Job 1: Toward which compass directions does Moorthy send rays of love in the excerpt below? List them all.

Extract:
She also tells them a great deal about the wonder of the country of the ‘hammer and sickle and electricity’. Pariah Ramakka, one of the listeners asks innocently, “So in that country pariahs and brahmins are the same, and there are no people to give paddy to be husked and no people to do it–strange country, mother.” Equally innocent is Rangamma’s reply, “My paper says nothing about that.” Rangamma is the leader of the women Satyagrahis.
During one of his visits to the workers in the Skeffington Coffee Estate there is an encounter between Moorthy and Bade Khan, the policeman, who symbolises the British authority. It is night time and Moorthy is asked by Bade Khan not to enter the estate. Moorthy tries to force his way and Bade Khan hits him on his head with the lathi. Immediately the workers–Rachanna Madanna and others–rush forward, fall on Bade Khan and hit him . The women tear his hair. Moorthy cries out for peace. The next day he announces a three-day fast because violence has been committed. He sits near the central pillar of the mandapand goes on meditating. Neither Rangamma with her pleadings that he should give up the fast nor waterfall Venkamma with her threat of a welcome with the broomstick at the end of the ‘counting of beads’ really disturbs Moorthy and he goes on to burn the dross of the flesh and purify the body. A new divine strength descends into him and love, unqualified and universal, gushes forth from his heart.
I shall love even my enemies. The Mahatma says “We should love even our enemies”, and closing his eyes tighter, he slips into the foldless sheath of the Soul, and sends out rays of love to the east, rays of love to the west, rays of love to the north, rays of love to the south, and love to the earth below and the sky above.
When love thus fills him, he feels a new exaltation coming to his limbs and his whole being beats out a rhythm, a song of Kabir:
The road to the City of Love is hard, brother,
It shard,
Take care, take care, as you walk along it.

Extracted information:
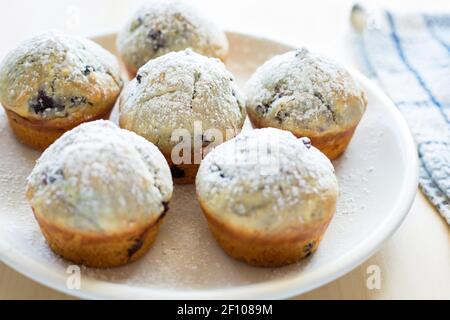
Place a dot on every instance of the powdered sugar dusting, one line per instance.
(173, 91)
(102, 178)
(163, 26)
(267, 177)
(50, 61)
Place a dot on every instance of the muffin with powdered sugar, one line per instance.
(100, 194)
(52, 82)
(268, 196)
(183, 100)
(309, 95)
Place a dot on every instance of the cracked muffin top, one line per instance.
(54, 76)
(163, 26)
(267, 180)
(304, 93)
(173, 93)
(100, 178)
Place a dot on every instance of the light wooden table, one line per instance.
(414, 263)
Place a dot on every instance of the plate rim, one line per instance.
(273, 289)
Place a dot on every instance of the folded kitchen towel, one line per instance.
(409, 55)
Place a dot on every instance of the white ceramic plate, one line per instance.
(378, 179)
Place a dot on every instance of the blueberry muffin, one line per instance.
(268, 196)
(162, 26)
(308, 95)
(185, 104)
(51, 83)
(99, 194)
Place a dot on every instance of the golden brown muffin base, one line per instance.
(132, 71)
(333, 144)
(265, 250)
(40, 134)
(99, 251)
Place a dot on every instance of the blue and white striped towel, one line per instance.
(409, 55)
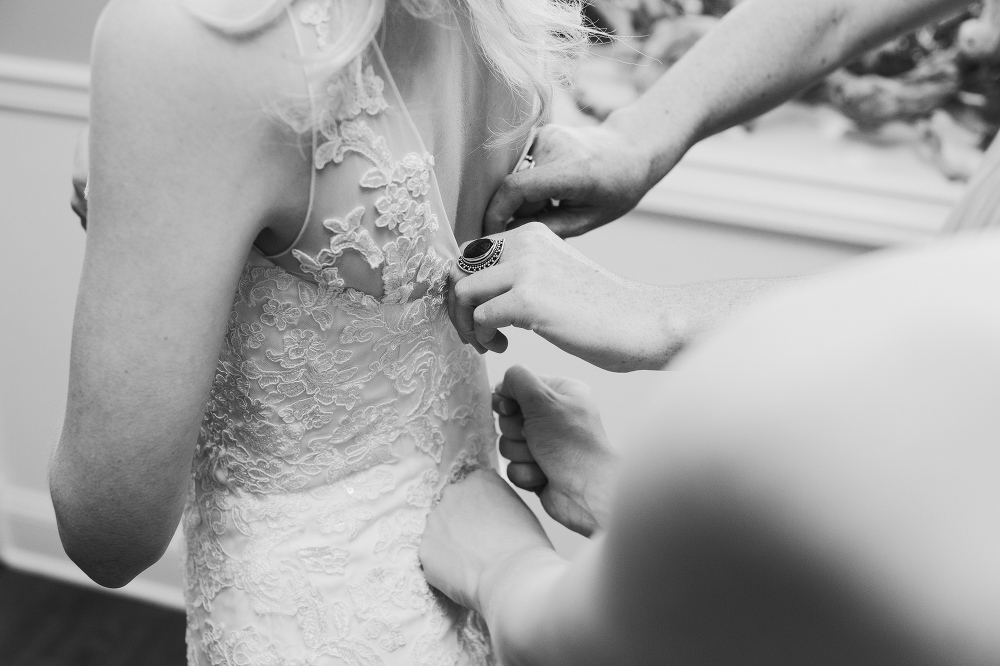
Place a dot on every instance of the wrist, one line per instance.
(512, 593)
(594, 490)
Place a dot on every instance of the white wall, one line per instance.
(40, 272)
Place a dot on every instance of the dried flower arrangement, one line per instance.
(947, 73)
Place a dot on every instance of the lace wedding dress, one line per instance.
(343, 402)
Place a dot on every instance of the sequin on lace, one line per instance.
(334, 420)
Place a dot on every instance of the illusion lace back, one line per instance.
(343, 402)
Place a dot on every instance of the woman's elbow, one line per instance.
(104, 547)
(108, 559)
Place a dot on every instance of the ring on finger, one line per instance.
(481, 254)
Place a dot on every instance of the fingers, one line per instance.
(468, 292)
(515, 451)
(532, 186)
(524, 387)
(569, 223)
(494, 314)
(502, 404)
(527, 476)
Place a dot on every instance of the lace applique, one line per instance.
(329, 417)
(421, 493)
(371, 598)
(343, 502)
(324, 559)
(317, 14)
(356, 90)
(401, 532)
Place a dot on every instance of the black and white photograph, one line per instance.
(500, 333)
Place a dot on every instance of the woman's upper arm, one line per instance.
(186, 167)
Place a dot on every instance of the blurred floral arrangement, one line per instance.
(943, 79)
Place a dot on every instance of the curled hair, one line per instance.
(531, 45)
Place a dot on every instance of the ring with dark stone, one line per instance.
(480, 254)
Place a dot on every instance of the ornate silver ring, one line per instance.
(480, 254)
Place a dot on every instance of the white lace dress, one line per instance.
(343, 402)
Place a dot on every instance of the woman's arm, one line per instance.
(186, 170)
(545, 285)
(759, 55)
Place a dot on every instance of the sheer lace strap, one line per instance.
(300, 46)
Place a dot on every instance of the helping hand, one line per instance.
(596, 173)
(477, 527)
(551, 432)
(81, 171)
(544, 284)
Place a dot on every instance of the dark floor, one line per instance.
(47, 623)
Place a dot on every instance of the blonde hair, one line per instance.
(532, 45)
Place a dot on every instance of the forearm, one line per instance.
(761, 54)
(542, 609)
(686, 312)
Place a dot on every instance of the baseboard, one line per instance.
(29, 541)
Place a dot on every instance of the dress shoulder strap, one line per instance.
(307, 16)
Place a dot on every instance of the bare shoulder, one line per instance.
(175, 103)
(146, 52)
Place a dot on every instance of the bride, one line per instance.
(261, 351)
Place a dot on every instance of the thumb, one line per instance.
(566, 223)
(544, 182)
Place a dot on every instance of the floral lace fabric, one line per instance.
(342, 402)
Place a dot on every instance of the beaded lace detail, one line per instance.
(335, 417)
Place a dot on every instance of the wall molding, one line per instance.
(47, 87)
(29, 541)
(769, 191)
(782, 199)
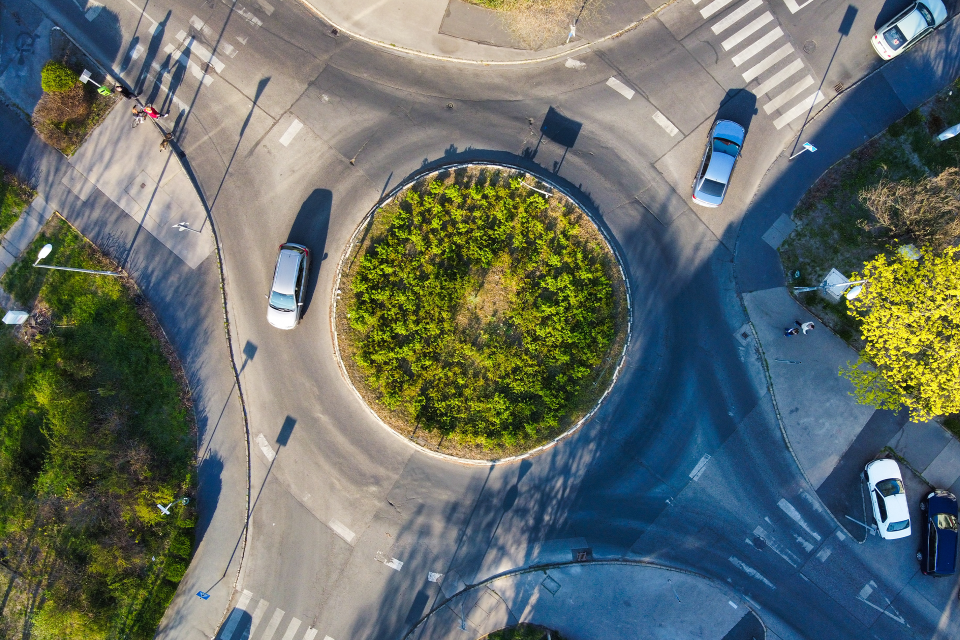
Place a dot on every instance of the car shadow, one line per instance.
(310, 229)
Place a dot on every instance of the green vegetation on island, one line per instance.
(95, 429)
(484, 313)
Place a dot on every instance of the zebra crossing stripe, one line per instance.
(778, 77)
(734, 16)
(768, 62)
(787, 95)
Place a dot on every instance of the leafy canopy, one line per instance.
(480, 313)
(910, 312)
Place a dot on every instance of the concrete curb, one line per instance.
(433, 56)
(390, 196)
(721, 586)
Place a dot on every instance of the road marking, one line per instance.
(620, 88)
(292, 629)
(661, 119)
(804, 106)
(757, 46)
(698, 470)
(713, 7)
(767, 62)
(292, 130)
(795, 515)
(746, 31)
(266, 448)
(202, 52)
(341, 530)
(750, 571)
(236, 614)
(788, 95)
(734, 16)
(261, 609)
(778, 77)
(272, 627)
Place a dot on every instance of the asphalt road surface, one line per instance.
(294, 133)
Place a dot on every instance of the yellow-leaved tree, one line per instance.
(910, 312)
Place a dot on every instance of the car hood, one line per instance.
(281, 319)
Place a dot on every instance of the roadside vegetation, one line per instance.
(96, 428)
(481, 315)
(68, 109)
(870, 216)
(15, 197)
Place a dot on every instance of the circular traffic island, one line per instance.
(480, 313)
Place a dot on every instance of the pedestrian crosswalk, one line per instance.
(759, 50)
(242, 625)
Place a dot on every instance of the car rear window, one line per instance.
(894, 38)
(890, 487)
(898, 526)
(712, 187)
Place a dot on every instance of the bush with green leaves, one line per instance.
(483, 312)
(56, 76)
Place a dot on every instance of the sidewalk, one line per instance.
(624, 600)
(457, 30)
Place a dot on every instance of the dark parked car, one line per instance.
(938, 547)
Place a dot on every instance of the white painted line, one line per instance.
(258, 616)
(801, 109)
(788, 95)
(620, 88)
(713, 7)
(202, 52)
(767, 62)
(661, 119)
(750, 571)
(292, 629)
(796, 517)
(734, 16)
(292, 130)
(341, 530)
(757, 46)
(265, 447)
(778, 77)
(746, 31)
(272, 627)
(697, 470)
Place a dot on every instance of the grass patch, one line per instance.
(831, 219)
(95, 429)
(15, 196)
(480, 314)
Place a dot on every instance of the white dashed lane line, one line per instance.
(621, 88)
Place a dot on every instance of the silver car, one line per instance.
(289, 285)
(719, 159)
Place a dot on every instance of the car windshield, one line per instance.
(890, 487)
(946, 521)
(712, 187)
(894, 38)
(898, 526)
(282, 301)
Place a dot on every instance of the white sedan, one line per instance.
(889, 499)
(904, 31)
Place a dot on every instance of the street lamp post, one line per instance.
(45, 251)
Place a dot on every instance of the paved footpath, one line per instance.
(595, 601)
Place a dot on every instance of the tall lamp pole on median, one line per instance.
(45, 251)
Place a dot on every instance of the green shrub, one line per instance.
(57, 76)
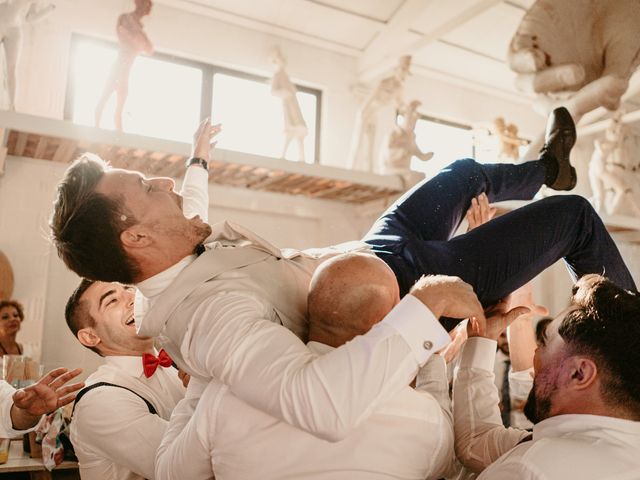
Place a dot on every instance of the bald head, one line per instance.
(348, 295)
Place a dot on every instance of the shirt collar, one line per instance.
(575, 423)
(129, 364)
(154, 286)
(319, 348)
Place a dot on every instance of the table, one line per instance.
(20, 461)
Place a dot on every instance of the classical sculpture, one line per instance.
(132, 42)
(510, 143)
(388, 92)
(611, 176)
(400, 144)
(295, 128)
(13, 15)
(577, 53)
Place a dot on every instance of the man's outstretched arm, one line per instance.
(27, 405)
(233, 338)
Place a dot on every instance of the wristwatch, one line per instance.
(197, 161)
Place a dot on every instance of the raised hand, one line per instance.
(44, 396)
(479, 212)
(202, 144)
(499, 317)
(523, 297)
(450, 297)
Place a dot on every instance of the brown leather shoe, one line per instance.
(560, 137)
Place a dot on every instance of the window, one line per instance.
(163, 100)
(252, 118)
(447, 140)
(168, 97)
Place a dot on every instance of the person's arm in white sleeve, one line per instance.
(195, 186)
(117, 424)
(512, 470)
(185, 451)
(480, 437)
(432, 379)
(233, 338)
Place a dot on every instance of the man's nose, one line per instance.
(129, 295)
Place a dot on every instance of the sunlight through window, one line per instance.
(252, 118)
(163, 101)
(447, 142)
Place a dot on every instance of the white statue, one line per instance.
(13, 15)
(577, 53)
(612, 181)
(510, 143)
(388, 92)
(132, 42)
(295, 128)
(400, 143)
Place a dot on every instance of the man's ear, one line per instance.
(135, 237)
(88, 337)
(583, 372)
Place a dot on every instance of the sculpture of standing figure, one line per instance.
(400, 144)
(388, 92)
(507, 134)
(611, 179)
(132, 42)
(295, 127)
(578, 53)
(13, 15)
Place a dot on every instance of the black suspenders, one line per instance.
(81, 393)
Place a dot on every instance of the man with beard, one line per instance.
(585, 402)
(221, 313)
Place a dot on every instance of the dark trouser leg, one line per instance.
(504, 254)
(434, 208)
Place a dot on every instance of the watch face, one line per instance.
(198, 161)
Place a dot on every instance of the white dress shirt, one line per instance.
(588, 447)
(520, 384)
(234, 337)
(114, 435)
(410, 436)
(480, 436)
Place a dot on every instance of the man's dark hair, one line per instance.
(76, 312)
(86, 225)
(541, 328)
(605, 326)
(15, 304)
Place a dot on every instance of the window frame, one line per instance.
(208, 72)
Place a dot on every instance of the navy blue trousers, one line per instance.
(414, 235)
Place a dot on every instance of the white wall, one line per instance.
(26, 190)
(43, 69)
(44, 284)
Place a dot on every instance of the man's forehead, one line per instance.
(117, 179)
(97, 290)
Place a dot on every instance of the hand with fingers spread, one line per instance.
(523, 297)
(202, 139)
(480, 212)
(499, 317)
(450, 297)
(46, 395)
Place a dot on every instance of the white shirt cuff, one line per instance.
(418, 326)
(478, 352)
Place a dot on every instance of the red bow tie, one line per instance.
(150, 362)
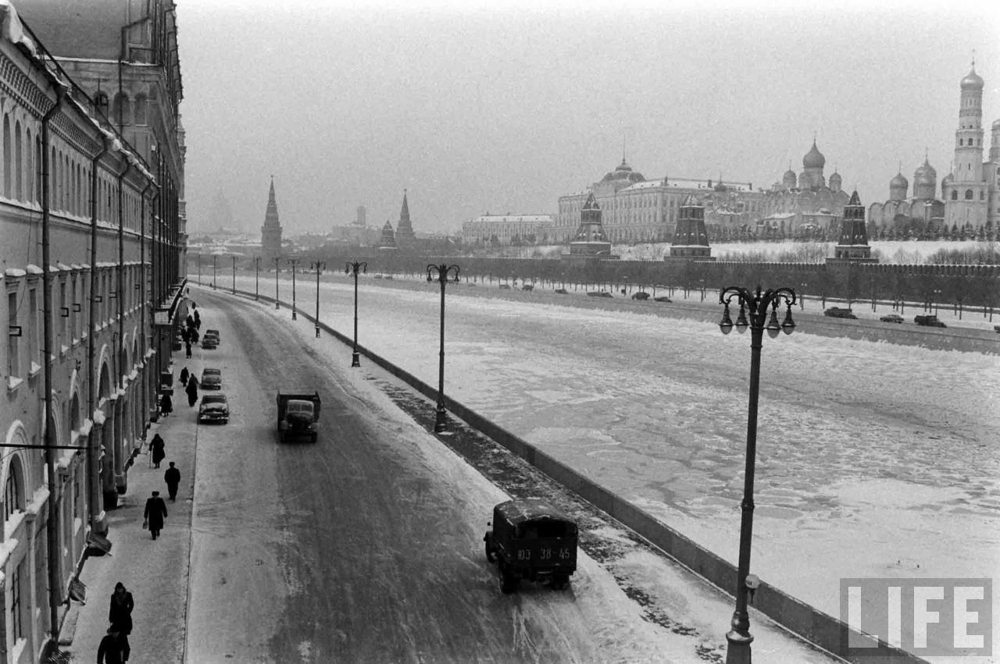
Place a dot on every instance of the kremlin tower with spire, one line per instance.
(271, 230)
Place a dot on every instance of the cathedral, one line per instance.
(970, 193)
(805, 204)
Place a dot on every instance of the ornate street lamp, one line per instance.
(277, 269)
(293, 262)
(319, 267)
(753, 314)
(355, 268)
(442, 273)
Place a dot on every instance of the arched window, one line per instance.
(120, 110)
(13, 493)
(18, 163)
(6, 156)
(140, 110)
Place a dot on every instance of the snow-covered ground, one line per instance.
(873, 459)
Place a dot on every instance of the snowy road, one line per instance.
(874, 460)
(367, 546)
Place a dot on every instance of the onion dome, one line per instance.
(814, 158)
(972, 81)
(925, 174)
(789, 179)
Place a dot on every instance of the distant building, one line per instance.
(508, 229)
(639, 210)
(405, 237)
(271, 230)
(805, 204)
(590, 240)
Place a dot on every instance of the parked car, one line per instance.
(531, 539)
(214, 408)
(211, 379)
(928, 321)
(839, 312)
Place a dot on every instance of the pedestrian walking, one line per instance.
(110, 650)
(157, 450)
(154, 514)
(173, 478)
(166, 405)
(192, 391)
(120, 617)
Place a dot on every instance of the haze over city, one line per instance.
(476, 108)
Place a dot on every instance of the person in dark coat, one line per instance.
(192, 391)
(166, 405)
(157, 450)
(155, 512)
(173, 478)
(110, 651)
(120, 617)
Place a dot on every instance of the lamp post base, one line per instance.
(738, 651)
(440, 420)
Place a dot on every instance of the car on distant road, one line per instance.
(211, 379)
(839, 312)
(928, 321)
(214, 408)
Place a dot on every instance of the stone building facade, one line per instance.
(639, 210)
(91, 264)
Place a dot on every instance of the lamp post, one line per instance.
(319, 267)
(356, 268)
(754, 306)
(441, 273)
(293, 262)
(277, 269)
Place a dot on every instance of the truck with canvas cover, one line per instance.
(297, 416)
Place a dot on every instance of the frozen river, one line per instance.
(874, 460)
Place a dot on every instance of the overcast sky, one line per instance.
(500, 107)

Job 2: Which lines of the rows above contain the word "muffin"? Collect every one of them.

Response 1: East, west, north, south

Response 2:
Place a dot on every instance of the muffin with powdered sugar, one line per instance.
Place a dot on every instance of the cracked muffin top, one line per instance.
Place a dot on every instance of the blueberry muffin, one line per instance.
Place a dot on every instance of the golden brown muffin base, one line per instance.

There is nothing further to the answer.